Photo-based referring expression data:
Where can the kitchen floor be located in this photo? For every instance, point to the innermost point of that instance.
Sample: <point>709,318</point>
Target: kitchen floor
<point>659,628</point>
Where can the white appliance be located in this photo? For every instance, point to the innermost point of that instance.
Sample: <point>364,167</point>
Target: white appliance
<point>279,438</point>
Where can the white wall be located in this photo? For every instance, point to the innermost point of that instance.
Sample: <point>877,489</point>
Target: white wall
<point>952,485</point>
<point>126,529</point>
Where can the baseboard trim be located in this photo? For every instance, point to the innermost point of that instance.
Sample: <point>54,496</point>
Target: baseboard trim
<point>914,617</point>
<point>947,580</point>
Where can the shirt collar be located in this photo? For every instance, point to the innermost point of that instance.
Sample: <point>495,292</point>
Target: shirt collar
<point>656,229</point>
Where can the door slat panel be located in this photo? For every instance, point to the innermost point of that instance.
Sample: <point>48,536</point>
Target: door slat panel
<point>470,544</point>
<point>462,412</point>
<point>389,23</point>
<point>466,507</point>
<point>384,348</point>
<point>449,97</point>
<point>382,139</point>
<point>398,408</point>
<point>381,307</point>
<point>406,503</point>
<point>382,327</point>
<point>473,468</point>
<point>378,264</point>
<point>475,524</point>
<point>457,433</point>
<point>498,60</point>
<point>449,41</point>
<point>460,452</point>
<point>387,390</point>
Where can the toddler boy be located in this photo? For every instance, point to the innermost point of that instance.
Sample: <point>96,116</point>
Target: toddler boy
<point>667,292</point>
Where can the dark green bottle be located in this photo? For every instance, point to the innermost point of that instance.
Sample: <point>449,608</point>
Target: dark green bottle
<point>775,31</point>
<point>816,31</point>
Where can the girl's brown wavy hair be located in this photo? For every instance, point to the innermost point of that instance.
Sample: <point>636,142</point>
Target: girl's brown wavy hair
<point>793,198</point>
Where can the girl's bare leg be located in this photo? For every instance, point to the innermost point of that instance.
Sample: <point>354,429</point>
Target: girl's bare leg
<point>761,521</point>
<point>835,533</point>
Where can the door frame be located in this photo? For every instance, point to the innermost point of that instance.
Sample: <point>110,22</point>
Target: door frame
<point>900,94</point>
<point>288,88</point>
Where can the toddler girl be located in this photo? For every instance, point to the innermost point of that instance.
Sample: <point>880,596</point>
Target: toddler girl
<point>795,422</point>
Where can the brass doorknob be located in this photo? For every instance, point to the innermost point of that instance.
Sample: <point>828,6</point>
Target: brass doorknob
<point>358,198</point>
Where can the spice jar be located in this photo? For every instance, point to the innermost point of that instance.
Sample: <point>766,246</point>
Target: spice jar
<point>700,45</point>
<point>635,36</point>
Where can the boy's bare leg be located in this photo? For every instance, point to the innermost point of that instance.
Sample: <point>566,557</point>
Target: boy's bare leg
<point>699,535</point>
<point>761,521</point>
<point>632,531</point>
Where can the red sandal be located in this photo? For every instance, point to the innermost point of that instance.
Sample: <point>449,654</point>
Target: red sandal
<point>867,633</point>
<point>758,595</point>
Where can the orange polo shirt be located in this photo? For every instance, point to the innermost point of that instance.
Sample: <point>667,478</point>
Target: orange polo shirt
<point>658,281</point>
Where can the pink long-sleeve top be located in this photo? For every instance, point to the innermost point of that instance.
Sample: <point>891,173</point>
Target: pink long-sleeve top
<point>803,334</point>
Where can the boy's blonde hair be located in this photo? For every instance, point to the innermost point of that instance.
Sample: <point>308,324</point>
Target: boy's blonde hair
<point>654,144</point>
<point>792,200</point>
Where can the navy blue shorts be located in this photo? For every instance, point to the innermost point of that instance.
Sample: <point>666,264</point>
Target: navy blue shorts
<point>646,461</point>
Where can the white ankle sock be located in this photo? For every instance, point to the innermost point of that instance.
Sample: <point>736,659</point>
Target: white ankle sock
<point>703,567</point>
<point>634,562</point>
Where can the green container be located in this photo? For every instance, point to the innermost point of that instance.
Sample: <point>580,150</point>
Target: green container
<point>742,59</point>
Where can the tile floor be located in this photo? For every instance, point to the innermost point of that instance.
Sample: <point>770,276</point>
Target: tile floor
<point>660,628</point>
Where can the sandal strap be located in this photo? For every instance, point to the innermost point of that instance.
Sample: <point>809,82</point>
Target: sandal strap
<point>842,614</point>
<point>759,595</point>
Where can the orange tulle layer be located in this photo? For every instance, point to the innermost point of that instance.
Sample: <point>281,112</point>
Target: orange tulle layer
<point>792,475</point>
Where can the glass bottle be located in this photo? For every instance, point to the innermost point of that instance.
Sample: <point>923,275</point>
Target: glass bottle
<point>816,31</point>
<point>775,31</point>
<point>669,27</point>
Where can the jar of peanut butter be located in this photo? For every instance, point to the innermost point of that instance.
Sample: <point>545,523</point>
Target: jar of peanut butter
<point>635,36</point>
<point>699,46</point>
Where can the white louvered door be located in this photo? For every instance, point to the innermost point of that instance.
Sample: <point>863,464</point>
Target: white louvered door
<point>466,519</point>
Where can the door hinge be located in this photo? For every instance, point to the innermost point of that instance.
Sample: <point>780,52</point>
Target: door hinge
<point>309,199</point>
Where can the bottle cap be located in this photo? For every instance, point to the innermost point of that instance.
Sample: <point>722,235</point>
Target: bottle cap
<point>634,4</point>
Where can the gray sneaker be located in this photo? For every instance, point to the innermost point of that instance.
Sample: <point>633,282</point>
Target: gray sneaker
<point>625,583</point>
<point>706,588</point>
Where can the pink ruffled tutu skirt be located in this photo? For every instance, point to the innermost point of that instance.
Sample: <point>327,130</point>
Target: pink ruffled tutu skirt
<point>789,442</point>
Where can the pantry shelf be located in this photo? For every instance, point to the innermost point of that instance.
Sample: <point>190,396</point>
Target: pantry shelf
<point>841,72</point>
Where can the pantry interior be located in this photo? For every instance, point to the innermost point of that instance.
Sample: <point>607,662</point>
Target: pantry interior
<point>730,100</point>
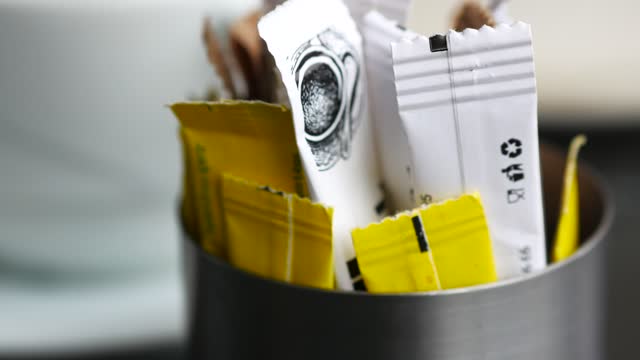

▶ [Work request] The copy you write must hold every record verbatim and none of the pictures.

▶ [Result]
Where can the kitchen floor be located in this photo? For every instance, point to the innermost point of that instance.
Sample: <point>709,318</point>
Target: kitchen floor
<point>659,628</point>
Where can the white appliance be located in this photo? For every instance, point to the innermost point of that instance.
Sample: <point>364,167</point>
Target: white appliance
<point>279,438</point>
Where can the white wall be located in this photo? For every instance, point to the innermost point of that instance.
Sample: <point>877,489</point>
Target: white wall
<point>952,485</point>
<point>126,529</point>
Where can the baseboard trim be located in this photo? For every instance, point to the innermost point of that instance.
Sample: <point>54,496</point>
Target: baseboard trim
<point>914,617</point>
<point>947,580</point>
Where can the shirt collar be located in this photo? For every instance, point to the innermost point of that instance.
Sample: <point>495,292</point>
Target: shirt collar
<point>656,229</point>
Where can the door slat panel be located in this photo? For every instance, point to the innermost point of that instance.
Sample: <point>48,536</point>
Target: door slat panel
<point>470,544</point>
<point>462,412</point>
<point>389,23</point>
<point>466,507</point>
<point>384,348</point>
<point>449,97</point>
<point>382,139</point>
<point>398,408</point>
<point>381,307</point>
<point>406,503</point>
<point>382,327</point>
<point>473,468</point>
<point>378,264</point>
<point>475,524</point>
<point>457,433</point>
<point>498,60</point>
<point>449,41</point>
<point>460,452</point>
<point>387,390</point>
Where can the toddler boy be located in this photo? For every instance, point to the innermost point of that instance.
Sample: <point>96,116</point>
Target: toddler boy
<point>667,292</point>
Where can the dark green bottle be located in this photo? For every instance, point to the innermost point of that instance.
Sample: <point>449,608</point>
Target: dark green bottle
<point>775,31</point>
<point>816,31</point>
Where can the girl's brown wavy hair be located in this photo? For every instance, point to the innermost point of that instance.
Sample: <point>636,142</point>
Target: girl's brown wavy hair
<point>793,198</point>
Where can the girl's bare leg be located in this photo? For every instance, point to the innermost point of that instance.
Sample: <point>354,429</point>
Target: girl's bare leg
<point>761,521</point>
<point>835,533</point>
Where can the door frame be located in this photo? For every instance, point to the innermost point of that instance.
Sample: <point>110,22</point>
Target: door frame
<point>900,94</point>
<point>288,88</point>
Where can the toddler girl be located in this photo? For every instance, point to the innermost point of that instance.
Sample: <point>880,596</point>
Target: toddler girl
<point>795,422</point>
Where can the brass doorknob be located in this photo? For every instance, point to the innermost point of that instance.
Sample: <point>828,6</point>
Target: brass doorknob
<point>358,198</point>
Where can the spice jar be located in this photo? For every instance, point to the innermost point of that instance.
Sample: <point>766,246</point>
Target: spice jar
<point>700,45</point>
<point>635,36</point>
Where can the boy's bare leg be located in this photo? For every instance, point to the innermost point of that instance.
Sample: <point>566,557</point>
Target: boy's bare leg
<point>699,535</point>
<point>761,521</point>
<point>632,531</point>
Where can the red sandal be located in this photo? For every instance, point to the innermost point of that instance.
Sample: <point>449,654</point>
Target: red sandal
<point>867,633</point>
<point>758,595</point>
Where can the orange polo shirt be located in this photo? For every instance, point to the innermost point of that instance.
Sample: <point>667,478</point>
Target: orange polo shirt
<point>658,281</point>
Where can the pink long-sleeve top be located in this photo? For every instance, point to the innermost point of that instance.
Sample: <point>891,173</point>
Target: pink long-sleeve top
<point>803,334</point>
Where can the boy's blonde hair be located in this photo? For every instance, point to the innermost point of that instance.
Sample: <point>308,324</point>
Target: boy's blonde hair
<point>654,144</point>
<point>792,200</point>
Where can the navy blue shorts be located in this photo? For every instance, point to the innermost point of that instance.
Sample: <point>666,264</point>
Target: navy blue shorts
<point>646,461</point>
Where can the white ankle sock be located in this photo? For every instance, point to the innermost point of that instance.
Sample: <point>736,659</point>
Target: white ankle sock
<point>703,567</point>
<point>634,562</point>
Where can the green container be located in this photo? For every instance, point to the innermost point of that instance.
Sample: <point>580,150</point>
Target: green container
<point>742,59</point>
Where can the tile floor be located in this photo? For every instance, point to the innermost point of that instance.
Sample: <point>770,276</point>
Target: tile floor
<point>660,628</point>
Where can the sandal strap be located in this photo? For every instance, point to the innermost point of that instance.
Sample: <point>809,82</point>
Target: sandal strap
<point>842,614</point>
<point>759,595</point>
Where can the orange tulle layer be located in this photo? For every instance, point to the innermost point of that instance.
Sample: <point>281,112</point>
Target: orange tulle layer
<point>792,475</point>
Where can the glass bottle be located in this photo? For every instance, point to the innermost point of that instance.
Sample: <point>923,275</point>
Target: glass bottle
<point>816,31</point>
<point>775,31</point>
<point>669,27</point>
Where can the jar of peanut butter be located in this photo? For every instance, point to the innermost point of that instance.
Sample: <point>545,523</point>
Target: jar of peanut butter
<point>635,36</point>
<point>699,46</point>
Where can the white louvered door be located in this photo? For every instance, point to the innermost point of that instance.
Sample: <point>863,464</point>
Target: white louvered door
<point>466,519</point>
Where can the door hinge be located in this photo? For every instance, point to the innermost point of that instance.
Sample: <point>780,52</point>
Target: door hinge
<point>309,199</point>
Where can the bottle cap be located in this photo? For every instance, point to the innermost point of that instance.
Sample: <point>722,235</point>
Target: bottle cap
<point>634,4</point>
Where can the gray sneaker be located in this photo? For every instance, point to the innermost point of that instance.
Sample: <point>633,282</point>
Target: gray sneaker
<point>625,583</point>
<point>706,588</point>
Where can the pink ruffled tutu skirt be located in this photo? For every instance, point to the innermost point of that instance.
Sample: <point>327,130</point>
Target: pink ruffled tutu skirt
<point>789,442</point>
Where can the pantry shelf be located in this photo? For every instance, point to the innermost point of that instance.
Sample: <point>190,396</point>
Target: pantry shelf
<point>841,72</point>
Where can the pantry interior be located in this photo? For every instance, point to the innermost point of that instance.
Sample: <point>607,662</point>
Target: pantry interior
<point>730,100</point>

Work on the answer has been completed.